→ **DATA EXCERPTS**
:::
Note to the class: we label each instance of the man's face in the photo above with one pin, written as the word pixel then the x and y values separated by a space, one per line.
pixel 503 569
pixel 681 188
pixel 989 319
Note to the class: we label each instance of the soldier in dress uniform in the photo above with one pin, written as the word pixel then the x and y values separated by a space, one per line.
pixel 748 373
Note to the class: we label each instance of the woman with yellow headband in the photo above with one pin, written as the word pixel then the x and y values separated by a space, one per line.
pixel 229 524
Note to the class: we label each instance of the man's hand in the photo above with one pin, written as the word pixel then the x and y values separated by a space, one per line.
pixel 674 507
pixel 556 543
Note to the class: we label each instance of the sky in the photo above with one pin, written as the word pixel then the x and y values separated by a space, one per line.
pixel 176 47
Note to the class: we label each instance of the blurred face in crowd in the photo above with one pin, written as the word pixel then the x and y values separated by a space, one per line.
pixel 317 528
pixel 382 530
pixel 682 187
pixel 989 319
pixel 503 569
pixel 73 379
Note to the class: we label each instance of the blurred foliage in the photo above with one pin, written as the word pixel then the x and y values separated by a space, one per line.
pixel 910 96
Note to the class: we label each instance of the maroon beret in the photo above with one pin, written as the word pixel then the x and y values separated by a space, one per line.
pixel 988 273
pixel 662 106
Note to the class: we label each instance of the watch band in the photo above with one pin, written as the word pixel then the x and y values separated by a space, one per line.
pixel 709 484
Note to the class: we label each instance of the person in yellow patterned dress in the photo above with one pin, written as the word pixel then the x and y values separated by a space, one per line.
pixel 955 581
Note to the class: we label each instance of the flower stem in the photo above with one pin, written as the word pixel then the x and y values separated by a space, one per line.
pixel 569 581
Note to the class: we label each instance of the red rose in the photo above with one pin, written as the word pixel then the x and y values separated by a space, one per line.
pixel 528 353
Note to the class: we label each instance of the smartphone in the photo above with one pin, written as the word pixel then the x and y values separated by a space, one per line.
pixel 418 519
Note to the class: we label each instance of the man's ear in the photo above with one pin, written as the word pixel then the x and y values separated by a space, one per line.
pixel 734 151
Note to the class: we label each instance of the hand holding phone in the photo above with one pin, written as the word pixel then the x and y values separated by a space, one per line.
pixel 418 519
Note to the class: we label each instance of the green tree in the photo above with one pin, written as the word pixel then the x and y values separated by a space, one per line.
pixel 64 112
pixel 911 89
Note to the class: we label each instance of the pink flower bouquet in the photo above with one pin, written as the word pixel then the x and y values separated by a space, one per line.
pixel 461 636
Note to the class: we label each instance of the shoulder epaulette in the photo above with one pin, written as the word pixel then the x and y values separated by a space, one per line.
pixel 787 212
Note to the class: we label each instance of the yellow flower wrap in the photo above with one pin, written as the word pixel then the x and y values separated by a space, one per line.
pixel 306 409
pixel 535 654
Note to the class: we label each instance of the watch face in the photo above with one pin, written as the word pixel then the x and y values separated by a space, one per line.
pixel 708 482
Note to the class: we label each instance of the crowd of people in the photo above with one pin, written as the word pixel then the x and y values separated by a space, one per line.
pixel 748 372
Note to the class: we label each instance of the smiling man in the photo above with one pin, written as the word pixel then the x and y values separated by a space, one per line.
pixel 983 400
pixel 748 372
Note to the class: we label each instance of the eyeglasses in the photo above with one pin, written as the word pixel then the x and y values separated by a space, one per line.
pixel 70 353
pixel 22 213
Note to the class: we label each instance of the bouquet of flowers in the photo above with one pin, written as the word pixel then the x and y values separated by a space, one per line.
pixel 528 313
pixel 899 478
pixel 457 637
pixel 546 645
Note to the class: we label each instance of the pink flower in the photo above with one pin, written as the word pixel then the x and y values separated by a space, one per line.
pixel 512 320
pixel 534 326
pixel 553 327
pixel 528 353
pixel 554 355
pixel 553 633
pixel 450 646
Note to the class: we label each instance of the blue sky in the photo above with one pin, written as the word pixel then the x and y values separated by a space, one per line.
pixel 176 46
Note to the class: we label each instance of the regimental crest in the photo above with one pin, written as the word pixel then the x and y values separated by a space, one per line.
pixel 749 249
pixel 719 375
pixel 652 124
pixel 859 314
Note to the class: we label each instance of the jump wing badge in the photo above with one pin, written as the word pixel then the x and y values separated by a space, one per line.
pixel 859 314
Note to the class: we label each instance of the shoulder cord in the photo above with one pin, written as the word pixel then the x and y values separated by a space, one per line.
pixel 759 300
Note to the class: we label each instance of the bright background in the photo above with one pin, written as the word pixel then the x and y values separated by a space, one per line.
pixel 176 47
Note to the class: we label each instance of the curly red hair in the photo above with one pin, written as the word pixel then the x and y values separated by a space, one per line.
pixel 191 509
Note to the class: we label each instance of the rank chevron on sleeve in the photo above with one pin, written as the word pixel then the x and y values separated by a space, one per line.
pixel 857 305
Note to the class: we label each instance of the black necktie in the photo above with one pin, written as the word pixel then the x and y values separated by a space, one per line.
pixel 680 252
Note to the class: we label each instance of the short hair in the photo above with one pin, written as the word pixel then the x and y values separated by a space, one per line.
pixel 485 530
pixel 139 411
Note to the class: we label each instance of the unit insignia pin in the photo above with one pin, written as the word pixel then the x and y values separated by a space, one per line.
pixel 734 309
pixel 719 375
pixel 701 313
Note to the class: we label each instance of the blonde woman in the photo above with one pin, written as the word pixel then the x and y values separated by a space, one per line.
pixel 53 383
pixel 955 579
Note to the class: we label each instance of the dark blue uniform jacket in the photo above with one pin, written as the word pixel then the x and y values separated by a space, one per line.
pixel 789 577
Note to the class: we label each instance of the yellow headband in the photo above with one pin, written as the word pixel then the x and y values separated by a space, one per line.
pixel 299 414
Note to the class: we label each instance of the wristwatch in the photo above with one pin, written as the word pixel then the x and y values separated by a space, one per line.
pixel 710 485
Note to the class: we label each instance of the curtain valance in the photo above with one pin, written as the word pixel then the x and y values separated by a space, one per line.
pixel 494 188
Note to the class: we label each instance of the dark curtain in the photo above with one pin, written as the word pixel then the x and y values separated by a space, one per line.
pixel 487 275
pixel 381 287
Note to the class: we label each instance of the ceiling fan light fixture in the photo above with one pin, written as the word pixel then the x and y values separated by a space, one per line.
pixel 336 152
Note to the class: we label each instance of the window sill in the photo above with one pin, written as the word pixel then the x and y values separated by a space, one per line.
:::
Transcribe the whole listing with every word preserved.

Note to the class: we label each instance of the man's face in the photo above with one pin, written as the word pixel then the x and y values separated by a space, one per line.
pixel 503 569
pixel 681 188
pixel 989 319
Note to the class: we label each instance of the soldier in dress uniform in the photo above with one pin, written as the word pixel then the x and y values separated by a space, one per line.
pixel 748 373
Note to the class: we label each instance of the woman with yellow headband in the photo above with one pin, written as the word pixel then the x and y values separated by a space, one per line.
pixel 229 524
Note to the class: we label each instance of the man's hand in the photo above with one pin, written as the word pixel then the x and y values separated by a space, one per line.
pixel 674 507
pixel 556 543
Note to the class: we label each instance of the sky in the photo above with one pin, written as the word pixel then the x and y values separated by a space, one per line.
pixel 176 47
Note to the class: we label each instance of the blurred face in crowd in the photo above with one pin, written as the word pixel then the x and y values separated by a space, one per line.
pixel 317 528
pixel 382 530
pixel 682 187
pixel 989 319
pixel 503 569
pixel 73 379
Note to the class: we label each instance of the blurred foliage in the photo above with one pin, written as the word pixel then the x and y values separated by a space, one per line.
pixel 910 96
Note to the class: we label each instance of the maroon beret in the photo above with one pin, written as the word pixel then the x and y values separated by a space, one per line.
pixel 988 273
pixel 662 106
Note to the class: we label each instance of the watch band in the photo above with one pin, written as the word pixel then the x and y values separated by a space, one per line.
pixel 709 484
Note to the class: we label each instance of the person in yellow patterned dress in the photo above with one pin, written as the word pixel then the x and y values separated by a space, one per line.
pixel 955 581
Note to the class: we label each instance of the flower stem in the photo above with one pin, written as the word pixel then the x and y values separated by a space, one per line.
pixel 569 581
Note to the class: we label each instance of the red rose in the photo above with one pin, written as the word pixel then the x and y values separated by a space, one per line.
pixel 528 353
Note to the class: we label each instance of the smartphone in the photo above with one pin, written as the word pixel then the x and y values separated by a space, one per line.
pixel 418 519
Note to the class: we label each instance of the man's ear in the photo above with one pin, written as the word pixel then the x and y values separated by a space, one per line.
pixel 734 151
Note to the class: we label each instance of the hand holding phone in the photo above with one pin, written as the word pixel then the x and y values separated by a space, one per line.
pixel 418 519
Note to the class: we label each instance of the green tree in the photo above with one pin, written as the word pixel then the x and y values separated by a space, one per line.
pixel 64 112
pixel 911 89
Note to the class: we label each instance of the pink flower bouquet in the photo above with one pin, written as the word pixel then the x and y values separated by a space, one per line.
pixel 461 636
Note to the class: we label each instance of the shoulder epaulette in the photo above with one pin, written as the word pixel then the x and y values separated by a space, one per line.
pixel 787 212
Note to the class: we label each instance of the yellow flower wrap in the photo above with one pin, written as the word pixel then the x and y values separated by a space, one per line.
pixel 306 409
pixel 535 654
Note to the class: we label each instance of the watch face in the photo above with one pin, written as the word pixel then the x and y values separated by a space, one per line.
pixel 708 482
Note to the class: we label each instance of the crowd of people in the photo above with one pin, written as the word pixel then the x and y values separated by a space, one per line.
pixel 748 372
Note to the class: we label each instance of the smiling man in the photo above with one pin, written as the word pixel then the x and y values separated by a space, one per line.
pixel 983 400
pixel 748 372
Note to the class: we label each instance of the eyeglasses in the photo above with one pin, written as the word pixel then the x and y values separated by a space, one per line.
pixel 70 353
pixel 22 213
Note to the class: we label each instance of the bouquet of flowers in the photo above with one pin, written as the word pixel then the x and y values separated by a space, one per line.
pixel 528 313
pixel 899 478
pixel 457 637
pixel 546 645
Note to the class: we label each instance of the pink flower in the photo above with one pin, written as the word pixel then the x and y values separated by a space, one per line.
pixel 512 320
pixel 534 326
pixel 553 327
pixel 528 353
pixel 554 355
pixel 553 633
pixel 450 646
Note to the class: we label each instance of the blue sky in the photo above with one pin, written as the word pixel then the x and y values separated by a space, one per line.
pixel 176 46
Note to the class: we label each instance of the regimental crest in the photo above with one pin, written as the word pixel then the x and y values separated by a space, one per line.
pixel 749 249
pixel 719 375
pixel 652 124
pixel 859 314
Note to the class: we label each instance of the jump wing badge in the photo above with one pin, written as the word pixel then the x and y values separated by a space, one per line.
pixel 859 314
Note to the class: we label each instance of the shoulder cord in the photo above with one pin, written as the word pixel then the x and y values separated by a space, one per line.
pixel 759 300
Note to the class: we label each instance of the bright background in the photo above with one pin, written as the word pixel then the x and y values separated by a space, one per line.
pixel 176 47
Note to the class: we label each instance of the curly red hair in the photo above with one pin, written as the word pixel then the x and y values separated by a space, one per line.
pixel 191 509
Note to the class: we label each instance of the rank chevron on sleeve in the photo above with one pin, written as the word pixel then the x and y values separated by a space, one per line.
pixel 857 305
Note to the class: we label each instance of the black necktie in the photo above with one pin, written as the word pixel then the x and y values separated by a space, one per line.
pixel 680 252
Note to the class: we label each instance of the short hair in the photo above with one pin, written as the word pixel then the x and y values separated by a space, one per line.
pixel 485 530
pixel 139 411
Note to the class: we label each instance of the unit insignia pin in the photo above with one pin, written as the word pixel then the x and y values separated by a space, one per line.
pixel 734 309
pixel 719 375
pixel 701 313
Note to the class: we label each instance of the blonde woman in the photo above with one pin, written as the word pixel then the x and y values separated by a space, one per line.
pixel 53 383
pixel 955 579
Note to the class: we label each instance of the dark blue uniform jacket in the photo above with one pin, written as the word pixel then the x and y values separated by a space, one per line.
pixel 789 577
Note to the class: we label each instance of the yellow headband in the photo above with one pin, written as the word pixel then the x and y values separated by a space, one per line.
pixel 299 414
Note to the class: we label each instance of the wristwatch in the photo above with one pin, written as the word pixel then the x and y values separated by a space, one per line.
pixel 710 485
Note to the class: we label each instance of the curtain valance in the photo above with one pin, written as the word pixel then the x and y values separated by a space, one per line.
pixel 494 188
Note to the class: we label each instance of the dark curtain in the photo above with one pin, written as the word pixel then the x and y values separated by a space, one per line.
pixel 487 275
pixel 381 287
Note to the class: we label each instance of the ceiling fan light fixture in the photo above with one pin, written as the word pixel then the x and y values separated by a space, one per line.
pixel 336 152
Note to the class: we label each instance of the window sill in the photo above with one pin, written as the word pixel then the x and y values separated by a space, one per line.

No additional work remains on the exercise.